• **ПРИВЕДЁННЫЙ ОТРЫВОК**
___
Бесконечный тупик - Галковский Дмитрий Евгеньевич. Страница 72
Немцы с их арийской теорией были, конечно, правы. На севере Европы ещё в начале новой эры сохранились реликтовые люди-волки – немцы. Уж конечно, от таких «варваров» произошли в свое время римляне и греки, вообще люди. От них, а вовсе не от дегенерирующих австралийцев или папуасов. Судить по ним о предках человека – это всё равно, что судить о птицах по бескрылой птице Галапагосских островов. Ну да, есть такая аномалия, тупик эволюции, частность. Разве пигмей или негритос мог выдумать письменность, вообще язык? Более того, разве современный человек смог бы сделать такое? Кто он без великой культуры сапиенсов? – Маугли, жалкий маугли. Не книжный, а настоящий, превратившийся в животное. Чтобы появился человек, нужен был сверхчеловек. Разум не начал тлеть под низким черепным сводом тусклой искрой. Нет, первая мысль была подобна грохоту молнии. Молния – не искра. Превратить насыщенный раствор в кристалл легко – стоит только бросить затравку: маленький кристаллик или даже просто пылинку, иголку. Но если ничего нет? Если в прошлом – пустота, мрак, миллиарды лет немоты – вплоть до сотворения мира и времени? Как появиться слову? Раствор разума должен быть перенасыщен, мозг должен быть громаден и совершенен, давно готов к великому акту мышления. Так же как ребёнок уникально восприимчив и обладает гениальной памятью, исключительной способностью к творчеству, точно так же детство человеческого вида было озарено исключительностью.
Но. В одном (и высшем) отношении собака совершеннее волка. Всё звериное и животное в ней подавлено, а некоторые сегменты «животного» исчезли почти полностью. Собака, и это качество исключительное, самому мудрому волку недоступное совершенно, – собака способна на контакт с высшим существом. Волк может привязаться к человеку, но именно как волк, и особенно, если человек будет себя вести, как волк же. Собака привязывается к человеку как «друг человека», и человек привязывается к собаке наоборот, даже проявляя именно свои человеческие качества. Этим собака бесконечно ближе человеку всех других животных. Ведь и человек может положить свою мудрую собачью голову на колени Кому-то.
115
Примечание к №113
евреи, запутавшись в русскую историю, «вплёвшись» в неё, уже от русских не отделаются
Уже само по себе существование еврея для русского есть издевательство: «Как еврей? Почему? Зачем? Как вы живёте! Как же так можно!!!»
___
Записи, содержащиеся в наборе данных:
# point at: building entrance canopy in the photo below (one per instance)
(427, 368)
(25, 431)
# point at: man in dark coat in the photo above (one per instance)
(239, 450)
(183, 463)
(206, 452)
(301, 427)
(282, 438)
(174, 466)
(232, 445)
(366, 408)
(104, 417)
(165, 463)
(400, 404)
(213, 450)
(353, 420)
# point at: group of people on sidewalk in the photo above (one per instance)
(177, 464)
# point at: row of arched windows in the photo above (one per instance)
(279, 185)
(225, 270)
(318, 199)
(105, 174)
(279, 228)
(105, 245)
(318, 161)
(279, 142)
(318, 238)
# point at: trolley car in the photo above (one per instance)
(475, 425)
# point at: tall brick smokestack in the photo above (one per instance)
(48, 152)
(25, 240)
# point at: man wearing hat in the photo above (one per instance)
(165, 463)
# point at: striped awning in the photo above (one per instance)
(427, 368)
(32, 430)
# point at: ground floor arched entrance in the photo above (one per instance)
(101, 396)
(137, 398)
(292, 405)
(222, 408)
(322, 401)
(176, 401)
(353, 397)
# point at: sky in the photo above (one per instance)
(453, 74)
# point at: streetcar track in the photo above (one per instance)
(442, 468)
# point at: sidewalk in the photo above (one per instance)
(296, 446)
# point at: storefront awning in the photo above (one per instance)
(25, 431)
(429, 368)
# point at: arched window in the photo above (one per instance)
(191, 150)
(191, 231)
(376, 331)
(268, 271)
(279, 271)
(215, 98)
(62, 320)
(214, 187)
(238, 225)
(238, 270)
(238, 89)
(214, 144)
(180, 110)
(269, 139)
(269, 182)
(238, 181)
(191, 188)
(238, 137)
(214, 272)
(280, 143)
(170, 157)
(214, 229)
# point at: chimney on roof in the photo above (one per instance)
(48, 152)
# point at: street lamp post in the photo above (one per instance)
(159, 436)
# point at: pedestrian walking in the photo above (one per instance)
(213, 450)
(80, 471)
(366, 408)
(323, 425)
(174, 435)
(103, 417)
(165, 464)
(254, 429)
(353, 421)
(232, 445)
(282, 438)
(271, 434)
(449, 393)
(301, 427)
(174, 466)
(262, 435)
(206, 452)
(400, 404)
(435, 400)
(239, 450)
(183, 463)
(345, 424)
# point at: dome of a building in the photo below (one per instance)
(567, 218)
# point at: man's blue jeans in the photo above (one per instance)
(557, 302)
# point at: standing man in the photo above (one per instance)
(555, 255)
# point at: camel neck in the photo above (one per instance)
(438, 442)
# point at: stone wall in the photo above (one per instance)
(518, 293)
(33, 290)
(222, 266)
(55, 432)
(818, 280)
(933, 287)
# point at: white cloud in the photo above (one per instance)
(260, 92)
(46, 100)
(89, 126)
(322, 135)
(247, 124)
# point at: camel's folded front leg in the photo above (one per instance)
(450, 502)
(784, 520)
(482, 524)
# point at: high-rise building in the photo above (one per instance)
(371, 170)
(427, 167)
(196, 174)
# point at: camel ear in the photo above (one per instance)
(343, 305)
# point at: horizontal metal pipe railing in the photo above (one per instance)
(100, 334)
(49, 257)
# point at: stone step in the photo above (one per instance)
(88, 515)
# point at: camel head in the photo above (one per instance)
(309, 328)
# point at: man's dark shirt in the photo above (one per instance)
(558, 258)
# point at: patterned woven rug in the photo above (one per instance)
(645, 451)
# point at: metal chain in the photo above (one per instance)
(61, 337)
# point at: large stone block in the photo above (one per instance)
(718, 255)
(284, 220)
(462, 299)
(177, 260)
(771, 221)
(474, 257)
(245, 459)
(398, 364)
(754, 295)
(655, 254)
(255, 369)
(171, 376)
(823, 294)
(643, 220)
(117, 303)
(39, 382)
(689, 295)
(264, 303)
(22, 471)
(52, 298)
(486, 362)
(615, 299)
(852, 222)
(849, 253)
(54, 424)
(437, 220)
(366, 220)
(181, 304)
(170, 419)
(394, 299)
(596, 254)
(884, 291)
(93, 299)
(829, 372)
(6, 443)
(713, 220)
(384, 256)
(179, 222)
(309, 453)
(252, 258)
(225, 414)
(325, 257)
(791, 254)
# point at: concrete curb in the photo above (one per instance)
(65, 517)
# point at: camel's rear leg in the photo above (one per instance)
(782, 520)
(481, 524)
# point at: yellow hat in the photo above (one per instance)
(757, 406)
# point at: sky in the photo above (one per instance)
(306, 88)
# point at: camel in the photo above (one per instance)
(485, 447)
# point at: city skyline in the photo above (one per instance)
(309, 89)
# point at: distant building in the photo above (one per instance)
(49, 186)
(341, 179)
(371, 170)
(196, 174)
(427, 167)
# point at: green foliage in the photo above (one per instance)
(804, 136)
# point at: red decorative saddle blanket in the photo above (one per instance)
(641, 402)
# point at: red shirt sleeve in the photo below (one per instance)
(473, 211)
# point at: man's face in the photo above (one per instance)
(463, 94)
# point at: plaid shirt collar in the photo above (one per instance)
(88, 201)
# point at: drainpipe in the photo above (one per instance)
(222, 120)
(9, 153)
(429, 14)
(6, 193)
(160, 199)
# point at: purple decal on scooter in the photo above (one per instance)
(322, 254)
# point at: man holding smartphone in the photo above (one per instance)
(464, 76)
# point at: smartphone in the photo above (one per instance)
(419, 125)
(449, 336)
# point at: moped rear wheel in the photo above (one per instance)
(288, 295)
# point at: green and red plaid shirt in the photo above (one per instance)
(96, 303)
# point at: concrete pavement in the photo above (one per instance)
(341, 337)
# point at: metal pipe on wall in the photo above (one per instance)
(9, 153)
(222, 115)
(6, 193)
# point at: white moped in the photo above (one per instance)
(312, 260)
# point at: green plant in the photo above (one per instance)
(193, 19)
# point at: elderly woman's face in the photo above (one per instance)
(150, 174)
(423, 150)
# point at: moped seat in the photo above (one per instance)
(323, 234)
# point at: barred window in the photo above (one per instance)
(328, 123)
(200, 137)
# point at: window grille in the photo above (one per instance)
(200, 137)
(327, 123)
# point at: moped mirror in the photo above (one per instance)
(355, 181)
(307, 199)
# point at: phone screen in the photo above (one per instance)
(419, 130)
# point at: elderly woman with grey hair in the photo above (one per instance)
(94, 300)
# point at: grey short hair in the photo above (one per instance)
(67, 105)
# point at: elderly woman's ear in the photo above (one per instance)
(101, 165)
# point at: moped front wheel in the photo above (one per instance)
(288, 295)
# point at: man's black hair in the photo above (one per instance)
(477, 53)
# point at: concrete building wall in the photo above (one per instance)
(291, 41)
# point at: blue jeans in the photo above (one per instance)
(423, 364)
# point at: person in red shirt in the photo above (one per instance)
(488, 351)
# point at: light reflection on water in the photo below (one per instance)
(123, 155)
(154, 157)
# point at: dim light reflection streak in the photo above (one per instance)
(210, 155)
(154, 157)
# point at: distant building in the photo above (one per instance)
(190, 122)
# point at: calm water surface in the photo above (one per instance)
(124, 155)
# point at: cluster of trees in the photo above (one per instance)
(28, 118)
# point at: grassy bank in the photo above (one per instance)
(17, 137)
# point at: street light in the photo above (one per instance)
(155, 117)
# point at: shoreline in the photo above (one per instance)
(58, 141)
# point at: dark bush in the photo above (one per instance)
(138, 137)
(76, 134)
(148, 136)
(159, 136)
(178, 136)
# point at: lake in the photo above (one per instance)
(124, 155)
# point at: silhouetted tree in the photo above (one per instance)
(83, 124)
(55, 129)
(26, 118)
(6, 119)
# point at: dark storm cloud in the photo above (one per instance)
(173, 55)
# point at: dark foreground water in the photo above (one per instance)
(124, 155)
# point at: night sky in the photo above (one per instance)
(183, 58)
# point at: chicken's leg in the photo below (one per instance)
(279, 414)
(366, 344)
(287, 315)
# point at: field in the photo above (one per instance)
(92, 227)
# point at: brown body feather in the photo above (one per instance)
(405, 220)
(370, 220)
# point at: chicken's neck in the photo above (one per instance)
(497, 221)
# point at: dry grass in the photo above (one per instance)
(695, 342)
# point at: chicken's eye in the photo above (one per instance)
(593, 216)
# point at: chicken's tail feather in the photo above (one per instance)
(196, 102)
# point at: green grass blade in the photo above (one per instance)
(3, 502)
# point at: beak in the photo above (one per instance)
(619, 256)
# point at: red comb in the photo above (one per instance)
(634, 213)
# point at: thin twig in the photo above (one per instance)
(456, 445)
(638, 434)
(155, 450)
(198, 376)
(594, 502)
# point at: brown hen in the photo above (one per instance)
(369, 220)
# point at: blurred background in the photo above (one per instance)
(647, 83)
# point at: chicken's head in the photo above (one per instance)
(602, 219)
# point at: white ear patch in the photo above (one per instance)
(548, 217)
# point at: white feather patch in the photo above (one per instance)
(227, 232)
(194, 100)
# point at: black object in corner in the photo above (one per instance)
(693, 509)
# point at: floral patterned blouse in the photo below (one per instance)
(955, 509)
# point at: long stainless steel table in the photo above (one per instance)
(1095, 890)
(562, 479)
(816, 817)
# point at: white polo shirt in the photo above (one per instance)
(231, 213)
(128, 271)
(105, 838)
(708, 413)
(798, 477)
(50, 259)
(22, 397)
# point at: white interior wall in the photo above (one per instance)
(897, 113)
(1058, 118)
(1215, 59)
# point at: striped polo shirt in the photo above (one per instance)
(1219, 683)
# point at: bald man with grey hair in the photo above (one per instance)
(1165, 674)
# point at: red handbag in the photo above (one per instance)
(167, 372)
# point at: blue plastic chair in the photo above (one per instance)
___
• **ИСХОДНЫЙ ЗАПРОС 1**
Назовите все варианты затравки, которые, согласно отрывку, достаточно бросить в насыщенный раствор, чтобы превратить его в кристалл.
• **ИСХОДНЫЙ ЗАПРОС 2**
Объясните, пожалуйста, в одном–трёх предложениях, почему собака, по словам отрывка, бесконечно ближе человеку всех других животных.
• **ИСХОДНЫЙ ЗАПРОС 3**
Определите, согласуются ли с отрывком утверждения ниже, и подтвердите каждый ответ точной цитатой: (a) волк может привязаться к человеку; (b) разум начал тлеть тусклой искрой; (c) превратить насыщенный раствор в кристалл трудно.
Позиции набора здесь никакой роли не играют.

• **ВЕРНЫЙ ОТВЕТ 1**
Маленький кристаллик, пылинка, иголка.

• **ВЕРНЫЙ ОТВЕТ 2**
Собака способна на контакт с высшим существом: она привязывается к человеку как «друг человека». Человек тоже привязывается к ней, проявляя именно свои человеческие качества. Самому мудрому волку это качество совершенно недоступно.

• **ВЕРНЫЙ ОТВЕТ 3**
(a) Да: «Волк может привязаться к человеку, но именно как волк».
(b) Нет: «Разум не начал тлеть под низким черепным сводом тусклой искрой».
(c) Нет: «Превратить насыщенный раствор в кристалл легко».